Numerical Descriptive Measures

\(\Large \sf To \ clean \ the \ environment \ variables\)

rm(list=ls(all=T))

\(\Large \sf Defining \ a \ Vector\)

vec <- c(20,34,56,23,45,22,60,23,56,78,23,45)

\(\Large \sf Mean \ of \ the \ vector\)

\(\frac{\Large\sum_{\Large i=1}^{\Large n}{\Large x_i}}{\Large n}\)

mean(vec)

## [1] 40.41667

\(\Large \sf Median\ of \ the \ vector\)

\(\Large \frac{(n+1)}{2} \normalsize \sf \ ranked \ value\)

median(vec)

## [1] 39.5

For symmetrical distributed data mean, median and mode are almost equal in value
For asymmetrical distributed data, following relationship holds good approximately
Mode = 3 * Median - 2 * mean (or)
Mean - Mode = 3 * (Mean - Median)
above realtion is called as empirical relation. Using this if two measures are known, it is easy to find out the third measure

\(\Large \sf Harmonic\ Mean\ of\ a\ vector\)

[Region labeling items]
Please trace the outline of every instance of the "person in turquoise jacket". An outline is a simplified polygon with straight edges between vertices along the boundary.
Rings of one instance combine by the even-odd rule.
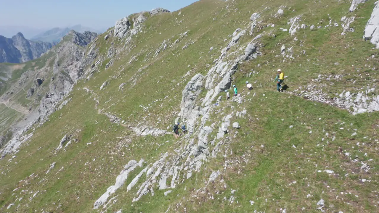
[[[237,88],[235,85],[233,85],[233,87],[234,88],[234,96],[236,96],[237,94],[238,94],[238,92],[237,91]]]

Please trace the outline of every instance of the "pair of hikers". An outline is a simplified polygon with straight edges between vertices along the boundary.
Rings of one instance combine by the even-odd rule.
[[[179,125],[180,124],[180,123],[178,122],[176,123],[175,125],[174,125],[174,127],[172,127],[172,130],[174,131],[174,133],[175,134],[175,139],[177,139],[179,137]],[[182,130],[182,133],[185,133],[187,132],[187,130],[186,129],[186,126],[185,125],[182,125],[180,127],[180,129]]]
[[[233,94],[235,96],[236,96],[238,94],[238,91],[237,90],[237,87],[236,85],[233,85],[233,88],[234,89],[233,90]],[[227,89],[225,90],[225,92],[226,92],[226,99],[227,100],[229,100],[230,98],[230,96],[229,94],[229,92],[228,92]]]
[[[282,70],[280,69],[278,69],[277,72],[276,74],[276,77],[275,78],[275,80],[274,80],[274,82],[276,82],[276,89],[278,91],[278,92],[280,92],[283,90],[281,84],[284,80],[284,73],[282,72]]]
[[[246,81],[246,86],[247,87],[249,90],[251,90],[253,89],[253,85],[251,85],[251,84],[249,83],[249,81]],[[238,91],[237,89],[237,87],[236,85],[233,85],[233,94],[235,96],[236,96],[238,95]],[[225,90],[225,92],[226,92],[226,99],[229,100],[230,98],[230,97],[229,95],[229,92],[228,92],[228,90],[226,89]]]

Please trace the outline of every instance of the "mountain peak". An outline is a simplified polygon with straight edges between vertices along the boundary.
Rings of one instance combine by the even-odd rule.
[[[16,36],[18,36],[18,37],[22,37],[23,38],[25,38],[23,36],[23,34],[22,33],[20,32],[19,32],[18,33],[17,33],[17,34],[16,34]]]

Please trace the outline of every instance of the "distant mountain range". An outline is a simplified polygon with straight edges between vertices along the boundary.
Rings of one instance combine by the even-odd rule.
[[[101,31],[84,27],[81,25],[77,25],[66,28],[59,27],[53,28],[32,37],[30,40],[33,41],[41,41],[45,42],[59,42],[61,41],[62,38],[71,30],[75,30],[81,33],[86,31],[90,31],[98,33],[101,33],[103,32]]]
[[[11,38],[0,35],[0,63],[20,63],[35,59],[55,44],[30,41],[21,33]]]

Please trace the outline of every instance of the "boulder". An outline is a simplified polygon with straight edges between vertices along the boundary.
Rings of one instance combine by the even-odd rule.
[[[241,128],[241,126],[240,125],[240,124],[238,122],[235,122],[233,123],[233,128],[236,128],[239,129]]]
[[[194,121],[200,114],[200,109],[195,105],[196,99],[201,92],[204,76],[197,74],[191,78],[182,92],[180,114],[187,119],[187,129],[190,133],[193,131]]]
[[[28,90],[28,94],[27,94],[27,97],[30,97],[30,96],[33,95],[33,94],[34,93],[34,88],[30,88]]]
[[[370,40],[371,43],[376,45],[376,48],[379,49],[379,4],[376,5],[373,10],[371,17],[367,22],[365,28],[365,35],[363,38],[365,40]]]
[[[105,88],[105,87],[106,86],[106,85],[108,85],[108,81],[105,81],[103,83],[103,84],[101,85],[101,86],[100,87],[100,90],[101,90],[102,89],[103,89]]]
[[[250,59],[256,58],[256,55],[253,54],[257,51],[257,44],[255,43],[248,44],[245,49],[245,54],[243,56],[244,60],[247,61]]]
[[[351,2],[351,5],[349,9],[349,11],[352,12],[357,9],[357,6],[361,3],[367,2],[367,0],[353,0]]]
[[[43,78],[37,78],[37,84],[38,86],[41,86],[41,85],[43,83],[44,80],[45,80],[45,79]]]
[[[122,83],[120,86],[119,86],[119,90],[122,90],[124,89],[124,86],[126,84],[125,83]]]
[[[150,14],[152,16],[153,15],[159,15],[160,14],[163,14],[165,13],[171,12],[170,12],[170,11],[168,9],[166,9],[161,8],[158,8],[153,9],[151,11],[150,11]]]
[[[117,20],[114,25],[114,36],[118,36],[120,38],[123,38],[130,27],[130,23],[129,22],[129,19],[127,17]]]

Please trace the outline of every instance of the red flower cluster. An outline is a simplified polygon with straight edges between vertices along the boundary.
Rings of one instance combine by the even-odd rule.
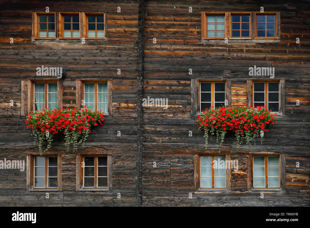
[[[31,130],[41,131],[45,134],[48,132],[53,135],[59,132],[65,134],[69,131],[82,132],[83,129],[88,131],[90,127],[98,124],[102,125],[104,118],[99,111],[93,112],[84,109],[75,107],[73,109],[69,108],[53,110],[43,109],[30,113],[26,120],[27,127]]]

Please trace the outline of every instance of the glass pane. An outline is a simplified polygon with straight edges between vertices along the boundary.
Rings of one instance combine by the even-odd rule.
[[[98,167],[98,177],[107,177],[108,167]]]
[[[45,157],[34,157],[35,166],[45,166]]]
[[[104,37],[104,31],[97,31],[97,37],[103,38]]]
[[[264,102],[265,93],[254,93],[254,102]]]
[[[265,165],[265,157],[264,156],[255,156],[253,160],[255,166]]]
[[[214,178],[214,187],[224,187],[226,186],[226,180],[225,177]]]
[[[219,102],[225,101],[225,93],[215,93],[214,94],[214,101],[215,102]]]
[[[207,16],[207,22],[215,22],[215,16]]]
[[[40,28],[39,29],[40,30],[46,30],[46,23],[39,23],[40,24]]]
[[[57,157],[48,157],[48,166],[57,166]]]
[[[257,15],[257,22],[265,22],[265,15]]]
[[[47,33],[46,31],[39,31],[39,37],[46,37],[47,34]]]
[[[268,177],[268,187],[280,187],[279,177]]]
[[[71,22],[71,16],[64,16],[63,17],[64,22]]]
[[[108,165],[108,157],[98,157],[98,166],[106,166]]]
[[[85,166],[93,166],[95,165],[95,157],[85,157],[84,162],[85,162],[84,165]]]
[[[45,177],[45,168],[44,167],[34,167],[35,177]]]
[[[268,93],[268,101],[277,102],[279,101],[279,93]]]
[[[95,187],[95,177],[84,177],[84,187]]]
[[[103,23],[104,22],[104,17],[103,16],[97,16],[97,22]]]
[[[200,99],[202,102],[211,102],[211,93],[201,93]]]
[[[39,16],[39,22],[46,22],[47,17],[45,15],[40,15]]]
[[[211,83],[202,82],[200,83],[200,91],[202,92],[211,92]]]
[[[241,21],[242,22],[250,22],[250,15],[244,15],[241,16]]]
[[[64,31],[64,37],[71,37],[71,31]]]
[[[57,167],[48,167],[48,175],[49,177],[57,177]]]
[[[44,177],[35,177],[34,186],[38,188],[45,187],[45,178]]]
[[[240,22],[240,16],[233,15],[232,16],[232,22]]]
[[[265,177],[255,177],[254,178],[254,184],[253,186],[255,187],[265,187]]]
[[[84,177],[94,177],[95,175],[95,167],[84,167]]]
[[[100,111],[101,110],[101,112],[108,113],[108,104],[107,103],[101,103],[98,104],[98,111]]]
[[[268,167],[268,177],[279,177],[279,166]]]
[[[211,167],[202,167],[200,168],[201,177],[211,177],[212,176]]]
[[[98,83],[98,92],[107,92],[108,83]]]
[[[265,177],[265,167],[254,166],[253,176],[254,177]]]
[[[95,22],[96,16],[88,16],[87,17],[87,19],[88,22]]]
[[[210,156],[201,157],[200,166],[211,166],[211,157]]]
[[[217,37],[224,37],[224,31],[216,31]]]
[[[98,177],[98,187],[108,187],[108,177]]]
[[[57,177],[49,177],[48,186],[51,188],[57,187]]]
[[[274,37],[275,36],[274,31],[267,31],[267,37]]]
[[[212,180],[211,177],[201,177],[200,179],[201,187],[211,188],[212,187]]]
[[[255,82],[254,83],[254,92],[264,92],[265,91],[264,82]]]
[[[208,31],[207,33],[208,37],[215,37],[215,31]]]
[[[278,166],[279,157],[277,156],[268,156],[268,166]]]
[[[215,92],[225,92],[225,83],[214,83],[214,91]]]
[[[203,111],[206,109],[210,109],[211,107],[211,103],[200,103],[200,111]]]
[[[279,103],[268,103],[268,110],[273,112],[279,112]]]

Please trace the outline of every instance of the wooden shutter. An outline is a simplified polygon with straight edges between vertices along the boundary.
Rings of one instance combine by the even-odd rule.
[[[30,112],[30,83],[29,80],[21,80],[20,115],[28,115]]]

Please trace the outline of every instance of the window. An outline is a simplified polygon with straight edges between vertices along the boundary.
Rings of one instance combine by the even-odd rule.
[[[280,89],[279,81],[254,81],[253,106],[265,106],[272,112],[280,112]]]
[[[83,156],[82,176],[83,188],[107,189],[108,157],[107,155]]]
[[[104,13],[85,14],[85,35],[86,38],[104,39],[106,33],[106,16]]]
[[[60,38],[80,38],[80,17],[78,13],[60,13],[59,19]]]
[[[34,36],[36,39],[55,39],[55,13],[34,13]]]
[[[280,157],[253,156],[254,188],[280,187]]]
[[[232,14],[230,18],[230,37],[250,38],[250,16],[247,15]]]
[[[255,37],[275,38],[277,37],[276,14],[255,13]]]
[[[225,85],[224,82],[200,82],[200,110],[203,111],[213,106],[225,106]]]
[[[226,189],[225,164],[225,156],[200,156],[198,172],[200,189]]]

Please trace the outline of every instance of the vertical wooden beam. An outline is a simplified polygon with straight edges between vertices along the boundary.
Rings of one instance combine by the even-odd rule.
[[[252,106],[253,96],[252,96],[252,80],[246,80],[246,101],[248,106]]]

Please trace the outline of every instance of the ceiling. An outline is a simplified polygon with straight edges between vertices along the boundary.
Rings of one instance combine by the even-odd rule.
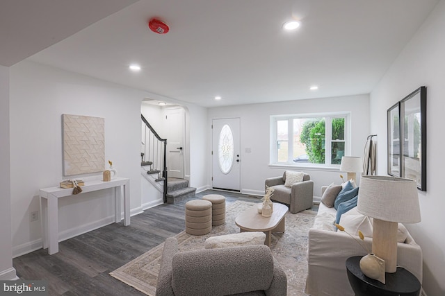
[[[29,58],[204,107],[369,94],[437,2],[2,0],[0,64]],[[154,17],[170,32],[152,32]]]

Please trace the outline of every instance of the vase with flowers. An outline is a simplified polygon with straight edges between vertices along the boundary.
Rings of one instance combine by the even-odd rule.
[[[360,259],[359,264],[362,272],[371,279],[377,279],[380,283],[385,284],[385,260],[378,257],[373,253],[369,252],[369,250],[364,244],[361,243],[355,236],[353,236],[349,232],[346,232],[343,226],[337,223],[334,223],[334,225],[339,230],[346,232],[348,235],[354,238],[354,241],[355,241],[368,252],[367,255],[364,256]],[[360,238],[362,242],[364,242],[364,236],[359,230],[359,238]]]

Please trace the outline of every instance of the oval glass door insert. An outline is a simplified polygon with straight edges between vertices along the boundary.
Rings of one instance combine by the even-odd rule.
[[[222,173],[228,174],[234,162],[234,135],[227,124],[221,129],[218,153],[220,169]]]

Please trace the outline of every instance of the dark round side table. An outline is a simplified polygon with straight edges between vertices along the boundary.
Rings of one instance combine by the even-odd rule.
[[[394,273],[387,273],[385,284],[370,279],[360,270],[362,256],[346,259],[348,279],[355,296],[419,296],[421,285],[416,277],[403,268],[398,267]]]

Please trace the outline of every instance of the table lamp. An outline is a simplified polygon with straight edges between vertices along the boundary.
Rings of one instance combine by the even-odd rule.
[[[355,156],[343,156],[341,157],[340,171],[348,173],[348,180],[353,179],[355,181],[357,173],[362,173],[362,157]]]
[[[395,177],[362,176],[357,209],[373,218],[372,252],[385,260],[386,272],[396,272],[398,223],[421,220],[416,182]]]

__What you need to do__.
a – Reproduce the part of the descriptive measures text that opens with the words containing "vec <- c(20,34,56,23,45,22,60,23,56,78,23,45)" and closes with "Median\ of \ the \ vector\)".
b – Continue the descriptive measures text from the point where it stops.
The data above was taken from a separate source.

__Solved problems__.
a –
vec <- c(20,34,56,23,45,22,60,23,56,78,23,45)

\(\Large \sf Mean \ of \ the \ vector\)

\(\frac{\Large\sum_{\Large i=1}^{\Large n}{\Large x_i}}{\Large n}\)

mean(vec)

## [1] 40.41667

\(\Large \sf Median\ of \ the \ vector\)

b –
\(\Large\frac {\Large n}{\Large \sum_{\Large i=1}^{\Large n}\Large \frac{\Large 1}{\Large x_i}}\)

hm_ <- function(vcetor) {
  return(length(vec)/sum(1/vec))
}

hm_(vec)

## [1] 32.88149

\(\Large \sf Geometric\ Mean\ of\ a\ vector\)

\(\large \bar X_g = (X_1*X_2*X_3 * \ .... \ X_n )^\frac{1}{n}\)

gm_ <- function(vcetor) {
  return(prod(vcetor)^(1/length(vcetor)))
}

gm_(vec)

## [1] 36.39962

\(\sf \huge Variation\ and\ shape\)

\(\sf \Large Range\ of\ a\ vector\)

\(\sf \normalsize Range = (\large x_{max}-\large x_{min})\)

range_ <- function(vcetor) {
  return(max(vcetor)-min(vcetor))
}

range_(vec)

## [1] 58

\(\sf \Large Variance\ of\ a\ vector\)

\(\Large \sigma^2 \small =\Large \frac{\sum_{i=1}^{n} (x_i-\bar X)^2}{n}\)

variance_ <- function(vcetor){
    var_ <-  0
    for (ele in 1:length(vcetor)){
      var_ = var_ + (vcetor[ele] - mean(vcetor))^2
    }
    return (var_/length(vcetor)-1)
}

variance_(vec)

## [1] 334.9097

\(\sf \Large Standard\ deviation\ of\ a\ vector\)

\(\Large \sigma \small =\sqrt{\Large \frac{\sum_{i=1}^{n} (x_i-\bar X)^2}{n}}\)

stddev_ <- function(vcetor){
  return (variance_(vcetor) ^ 0.5)
}

stddev_(vec)

## [1] 18.30054

\(\sf \Large Coefficient\ of\ Variation\)

It measures the scatter in the data with respect to the mean

\(\Large (\frac {\sigma}{\mu})*100\)

CoeffVar_ <- function(vcetor){
  return (stddev_(vcetor)/mean(vcetor)) *100
}

CoeffVar_(vec)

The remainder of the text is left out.